» SUPPLIED TEXT:

-- START --

As for the Madame Alexander dolls, every birthday, as soon as I
unwrapped them, they were whisked away, tags still attached, to a
special display case in my room that had a spotlight for each doll. No
way in hell was I allowed to dress and undress them or (God forbid!) cut
their hair. Every time I unwrapped a present, my heart sank a little bit
when I saw that same powder blue box. I knew that all I had was a new,
untouchable doll to add to my expensive collection. But my mother would
be smiling with pleasure. She loved the dolls, had always coveted them
as a girl, and wanted me to have something special. I didn't want to
hurt her feelings, so I always thanked her and acted excited -- she had
no idea that all I wanted (at some point) was a Barbie Dream House.
So now imagine another birthday party. I was four or five. The great
lawn was festooned with balloons and streamers. Colorful booths lined
the perimeter of its downward slope. And in the center of it all was a
mysterious white sheet with a big red X painted across it.
In the middle of the festivities a plane flew overhead. I was just
starting to read, but our family friend Aunt Kay had spent all morning
teaching me how to read Happy Birthday, Tori. Not coincidentally, the
plane was pulling a banner saying just that. I read it and was thrilled
and proud, jumping up and down and clapping my hands in excitement. Aunt
Kay waved to the pilot, and he dropped a little parachute with a mystery
gift attached to its strings. So dramatic! It was supposed to hit the X
on the sheet, but instead, it landed in a tree. One of the carnival
workers had to climb the tree to get it down. I later found out that
Aunt Kay had to get special permits for the plane to fly that low over
the house.

-- END --

» INFORMATION PROVIDED:
-- START --

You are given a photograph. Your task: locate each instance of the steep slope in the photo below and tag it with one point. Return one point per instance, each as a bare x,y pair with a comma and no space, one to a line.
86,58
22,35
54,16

-- END --

» PROBLEMS:
- A) In the birthday memoir passage, where did the parachute with the mystery gift land?
- B) Continue the birthday memoir passage from its last sentence.

» RESPONSES PER TASK:
- A) In a tree.

- B)
As soon as my present was liberated, I ran to the box and pulled away
the padding until I got to the present. I tore open the wrapping paper,
and there it was. The powder blue box. Another Madame Alexander doll.
This one was a surprise, along with the plane, from Aunt Kay. (Some of
my most valuable dolls were gifts from her collection.) My friends oohed
and aahed, and I fake-squealed with joy. Then I handed the doll over to
my mother so her dress wouldn't get dirty.
At some point I wondered if all these spectacular events were actually
being done for me. Really, how many sixth-grade girls' biggest fantasy
is for a college marching band to play at their graduation? Take
Halloween. When I was five or six, my mother decided I would go as a
bride. No polyester drugstore costume for me, no sir. Halloween found me
wearing a custom bridal gown made by the noted fashion designer Nolan
Miller, with padded boobs and false eyelashes. And, like many
Halloweens, I wore high heels. It wasn't easy to find heels for a young
child, so my mother went through the Yellow Pages until she found a
"little person" store that sold grown-up shoes in my size.
Then there was the Marie Antoinette costume my mother had Nolan Miller
make for me when I was nine or ten. My five-year-old brother, Randy, was
Louis XVI (a costume that actually suited him -- even at that young age,
he was already showing a taste for the finer things. We'd go to a
restaurant and he'd tell the waiter, "For my appetizer I'll have the
escargot.") My Marie Antoinette costume had golden brocade, a boned
bodice, and gigantic hip bustles. It was topped off with an enormous
powdered wig of ringlets so heavy that I got my first headache. I looked
like one of those Madame -Alexander dolls of which my mother was so
fond. Meanwhile, Randy got off easy in a ruffled red coat and a
comparatively lightweight wig.
My parents drove their young royals to the flats of Beverly Hills,
L.A.'s prime trick-or-treating turf. The houses were closer together
than those in our neighborhood but still inhabited by rich people who
didn't think twice about giving out full-size candy bars. Not that we
got to keep any of the candy we collected anyway. My mother was paranoid
about hidden razor blades and poisoned chocolate, so she always
confiscated our booty and replaced it with bags she'd painstakingly
assembled herself.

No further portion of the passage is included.